┌────────
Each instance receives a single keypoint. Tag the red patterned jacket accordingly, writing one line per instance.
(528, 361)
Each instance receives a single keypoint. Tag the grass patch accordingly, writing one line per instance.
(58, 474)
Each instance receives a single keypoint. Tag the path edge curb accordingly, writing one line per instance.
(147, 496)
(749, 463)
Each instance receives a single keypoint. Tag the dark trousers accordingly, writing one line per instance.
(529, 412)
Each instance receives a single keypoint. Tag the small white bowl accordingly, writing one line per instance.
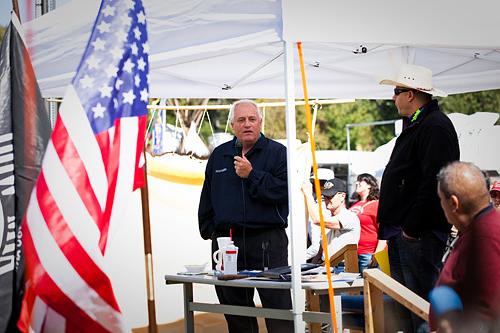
└────────
### Task requirements
Once the line holding "Each instance receives a single keypoint. Tag the dark" is found, set it down along with every line after it through the end of the entries, exactly, leaving the pictures out.

### Exercise solution
Each instance receives a single keypoint. Tag the dark trousers accordingly, writing one line per instance.
(529, 412)
Each instance receives a single keypoint. Tag the small white bowl accordingly, writing one line per instance.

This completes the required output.